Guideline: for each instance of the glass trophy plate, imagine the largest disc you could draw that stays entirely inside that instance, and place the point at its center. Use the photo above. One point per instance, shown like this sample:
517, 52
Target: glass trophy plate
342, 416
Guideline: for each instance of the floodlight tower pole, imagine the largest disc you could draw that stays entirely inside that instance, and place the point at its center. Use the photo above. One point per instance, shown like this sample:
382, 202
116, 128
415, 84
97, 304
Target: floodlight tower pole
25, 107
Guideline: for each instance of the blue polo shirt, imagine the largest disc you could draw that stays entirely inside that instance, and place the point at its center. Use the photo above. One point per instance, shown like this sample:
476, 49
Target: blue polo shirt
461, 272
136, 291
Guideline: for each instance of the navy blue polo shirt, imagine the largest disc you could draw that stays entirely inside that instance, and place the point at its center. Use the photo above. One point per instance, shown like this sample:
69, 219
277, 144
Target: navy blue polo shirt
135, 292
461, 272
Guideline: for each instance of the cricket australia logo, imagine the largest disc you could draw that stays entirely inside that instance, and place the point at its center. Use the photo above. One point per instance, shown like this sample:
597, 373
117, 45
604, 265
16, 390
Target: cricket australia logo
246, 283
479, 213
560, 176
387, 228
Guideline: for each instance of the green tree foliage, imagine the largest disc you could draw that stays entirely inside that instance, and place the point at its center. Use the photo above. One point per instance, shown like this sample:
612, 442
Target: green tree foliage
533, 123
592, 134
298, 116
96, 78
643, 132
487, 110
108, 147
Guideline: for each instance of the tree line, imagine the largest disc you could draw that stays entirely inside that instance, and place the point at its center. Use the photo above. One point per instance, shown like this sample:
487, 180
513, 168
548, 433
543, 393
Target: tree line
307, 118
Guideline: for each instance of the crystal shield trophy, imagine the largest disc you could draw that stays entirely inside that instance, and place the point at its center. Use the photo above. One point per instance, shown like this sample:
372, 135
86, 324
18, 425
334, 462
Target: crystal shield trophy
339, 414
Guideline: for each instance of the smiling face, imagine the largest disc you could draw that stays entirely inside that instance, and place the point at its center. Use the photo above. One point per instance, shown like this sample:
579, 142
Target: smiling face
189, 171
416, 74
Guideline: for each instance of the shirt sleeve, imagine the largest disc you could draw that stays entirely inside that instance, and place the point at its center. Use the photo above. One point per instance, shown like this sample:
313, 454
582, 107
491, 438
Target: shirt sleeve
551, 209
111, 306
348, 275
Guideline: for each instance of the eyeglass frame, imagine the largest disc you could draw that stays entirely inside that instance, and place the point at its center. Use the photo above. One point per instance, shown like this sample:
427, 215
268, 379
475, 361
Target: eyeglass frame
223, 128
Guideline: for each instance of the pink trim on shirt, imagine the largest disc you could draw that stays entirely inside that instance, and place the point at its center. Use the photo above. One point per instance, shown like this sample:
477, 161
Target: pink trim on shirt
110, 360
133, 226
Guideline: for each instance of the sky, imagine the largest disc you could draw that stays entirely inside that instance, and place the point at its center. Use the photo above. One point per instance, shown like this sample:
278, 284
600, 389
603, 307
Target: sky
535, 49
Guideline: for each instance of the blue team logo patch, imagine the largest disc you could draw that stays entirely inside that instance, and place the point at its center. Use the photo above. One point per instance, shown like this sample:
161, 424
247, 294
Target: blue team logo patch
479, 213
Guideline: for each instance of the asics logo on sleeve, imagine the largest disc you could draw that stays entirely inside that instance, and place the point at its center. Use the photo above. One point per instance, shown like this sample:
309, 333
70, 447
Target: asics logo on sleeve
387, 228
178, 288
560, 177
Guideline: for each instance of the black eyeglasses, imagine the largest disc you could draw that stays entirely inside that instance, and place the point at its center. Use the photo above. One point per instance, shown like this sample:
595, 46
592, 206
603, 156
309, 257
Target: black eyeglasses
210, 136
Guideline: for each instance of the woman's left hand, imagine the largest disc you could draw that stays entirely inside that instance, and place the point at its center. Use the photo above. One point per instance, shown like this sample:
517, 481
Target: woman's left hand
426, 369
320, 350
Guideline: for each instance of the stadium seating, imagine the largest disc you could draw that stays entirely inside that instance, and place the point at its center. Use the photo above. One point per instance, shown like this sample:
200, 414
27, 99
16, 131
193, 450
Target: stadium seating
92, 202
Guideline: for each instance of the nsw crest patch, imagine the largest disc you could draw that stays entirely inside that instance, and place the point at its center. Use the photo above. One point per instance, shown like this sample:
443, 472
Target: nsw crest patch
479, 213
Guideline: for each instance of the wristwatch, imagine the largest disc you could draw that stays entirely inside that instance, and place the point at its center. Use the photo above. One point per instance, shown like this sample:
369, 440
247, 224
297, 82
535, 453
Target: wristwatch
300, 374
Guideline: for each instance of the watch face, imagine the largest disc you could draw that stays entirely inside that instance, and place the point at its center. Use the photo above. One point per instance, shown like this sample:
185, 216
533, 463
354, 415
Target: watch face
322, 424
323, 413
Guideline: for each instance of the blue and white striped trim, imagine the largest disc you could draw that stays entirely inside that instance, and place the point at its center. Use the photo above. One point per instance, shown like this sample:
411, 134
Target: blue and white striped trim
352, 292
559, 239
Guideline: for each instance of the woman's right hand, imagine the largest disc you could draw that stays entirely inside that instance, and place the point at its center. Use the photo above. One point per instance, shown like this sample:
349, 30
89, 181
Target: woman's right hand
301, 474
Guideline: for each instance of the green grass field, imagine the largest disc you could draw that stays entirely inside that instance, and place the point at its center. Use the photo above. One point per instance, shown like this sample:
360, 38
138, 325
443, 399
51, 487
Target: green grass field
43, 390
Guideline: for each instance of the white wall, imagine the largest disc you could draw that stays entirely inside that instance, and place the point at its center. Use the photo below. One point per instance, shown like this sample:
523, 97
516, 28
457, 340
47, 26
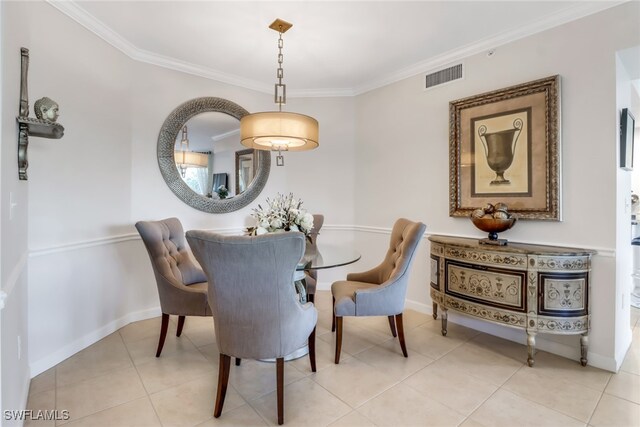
··········
Your instructions: Each line of the records is to be reproduced exactly, and each picture dropped.

Result for this task:
Guideline: for each instance of the glass trophy plate, imagine the largest disc you could draw that stays entirely inside that instance, and place the point at its center. Use the photo above. One point per instance, shown like this sample:
517, 52
Target: glass trophy plate
342, 416
Guideline: for each instance of the floodlight tower pole, imagine the largest disc you could draw that stays entirely inside that instance, and place the point at its center. Use the photo above. One point per instance, shown like this sample:
382, 202
116, 128
415, 84
97, 304
Target: floodlight tower pole
25, 107
Guideline: for each instance of the blue polo shirt, imagine the largest disc you could draw that stays entirely inside that instance, and place the point at its center. Use the photo above. One point per instance, shown like this sample:
476, 49
Target: blue polo shirt
461, 272
136, 291
Guideline: for each instance of the navy blue polo shirt, imagine the largest disc you could draw that stays entirely inside that instance, and place the point at its center. Use the photo above. One point per instance, shown like this sample:
69, 219
277, 144
Target: navy blue polo shirt
135, 292
461, 272
Guideline: for each instance of the cricket australia logo, imagine the largest disc you could draw that stays entirely inside that instance, and place the point at its center. Use the photo above. One point per instance, shown like this sample:
597, 373
117, 45
604, 265
16, 390
Target: cricket australia logo
246, 283
479, 213
560, 176
387, 228
Guideline: for each instance of the green tree foliage, imagine the largest disc you could draw that stays entirely inside that instance, and place the point at its center. Use the photo above. One point per instance, shown like this sample:
612, 442
Target: green tree foliage
533, 123
592, 134
298, 116
96, 78
643, 132
487, 110
108, 147
Guideline: for each instance of the tree line, imagine the largest disc you could draw that stays entirely inside that instance, and place the point at its center. Use the photo above. One point per instance, shown like this sample:
487, 180
513, 168
548, 433
543, 393
Target: tree line
307, 118
Guideline: for each instance of the crystal shield trophy, imagine the largest disc you could draw that stays entirely inside that instance, and place the point at its center. Use the photo above. One point per instance, shown like this sample:
372, 135
86, 324
18, 425
334, 462
Target: crystal shield trophy
339, 414
Guideline: for each instance of the smiling face, imagine the largest disc you could draw that stays entirely inside that instance, and place the point at its center. Use the photo above. One point per instance, shown like this sample:
579, 142
Target: smiling face
189, 171
416, 74
Guideline: for each instance of the shirt sleeve, imagine the largest disc you could draw that stays entirely inside that instance, and place the point at its center. Use the photo above. One point per instance, shown like this sample:
313, 454
582, 107
491, 438
Target: shirt sleeve
551, 209
111, 306
348, 275
Guideline: for each instance of the eyeglass frame, imagine the largest disc you could draw that stays entirely inside that instance, and place the point at its center. Use the photo above. One point per instance, shown like this sample:
427, 215
268, 379
475, 361
Target: eyeglass frame
223, 128
Guideline: for each instance of the pink trim on shirt, imagine the largest disc you could draw that stays entirely inside that instance, and place the point at its center. Use the photo above. One point per instance, shown like this sample:
477, 161
Target: pink trim on shirt
110, 360
133, 226
Guideline: for each instance of the sky, imagine the largest disc you could draw that stays entirely inside that instance, and place the point at its center. Use the photo above. One point per instance, shown like this sample:
278, 284
600, 389
603, 307
Target: sky
535, 49
Guideline: for each instance of the blue team logo patch, imagine the largest disc you could draw that stays entirely inside that instance, and place the point at its center. Use the photo above. One point per instance, shown like this sample:
161, 424
247, 294
Target: blue team logo patch
479, 213
Guideline: for each instance of the asics logo on sleeve, imagine the largest disc you could draw that stays entirely inside that instance, and place the point at its center. Use the photo above. One point per instance, shown like this sample:
309, 333
70, 447
Target: asics logo on sleeve
387, 228
178, 288
560, 177
Guideline: for each instance of the black eyeglasses, imagine the largest disc you could draw that stays entirely inside that instance, and place the point at its center. Use the photo above. One point per instance, shown like this sample:
595, 46
592, 206
603, 156
309, 257
Target: black eyeglasses
210, 136
Guideline: for each instance of the woman's left hand, imagine the largest disc you could draw that stays entirely inside that instance, and place the point at its center. Use the photo above. One point per instance, shown like this sample:
517, 481
Target: woman's left hand
426, 369
320, 350
Guideline: for each instance of the stadium seating, imagine the largest disc you could draw that stays entirely inside that instance, and place the point at its center. Use the photo above. One point per instance, shown like this sample:
200, 414
27, 99
16, 131
193, 450
Target: stadium seating
92, 202
Guideline: for each instance of the nsw crest patch, imagine the largest disc you could draw that stays entirely inside that instance, and place the point at its center. Use the photo above. One point per instance, shown like this sample:
443, 472
Target: nsw crest patch
479, 213
Guideline: for each instance of the wristwatch, imagine the largest disc you could draw that stays entirely inside that instance, and place the point at its center. Use the photo above. One point per instance, shown like this sample:
369, 440
247, 224
297, 82
535, 453
Target: wristwatch
300, 374
Guideline: for each instance of the watch face, imagine the largest disc you could draw that stays entirely inside that instance, and place the point at its center. Use the photo above. One point per instance, shown like this sample:
185, 216
533, 463
354, 415
Target: watch face
322, 424
323, 413
Guideline: for each instance of the blue and white striped trim, imagine the largest disc you could draw that stays entirely inside that instance, and place the point at its center. Use the photo above. One point per instance, shown like this sample:
411, 134
Target: blue and white striped trim
352, 292
559, 239
Guideline: for each instance of the woman's right hand, imagine the largest disc you could draw that stays entirely inside that instance, and place the point at its center. Use the photo above. One point per instance, shown like this sample:
349, 30
89, 181
Target: woman's right hand
301, 474
Guideline: for each instance of the green grass field, imagine the largest disc you could draw that stays entirely inside that instance, and place the point at its center. Use the photo above. One point per instance, shown like this sample:
360, 38
138, 325
443, 399
51, 487
Target: green grass field
43, 390
Guideline: for each instance of the white wall, imagine the largest disc you could draw that stays entirely inside that instance, and place the point at its center. Use the photo below. One point per instance, shown like this sample:
523, 97
516, 28
457, 340
47, 26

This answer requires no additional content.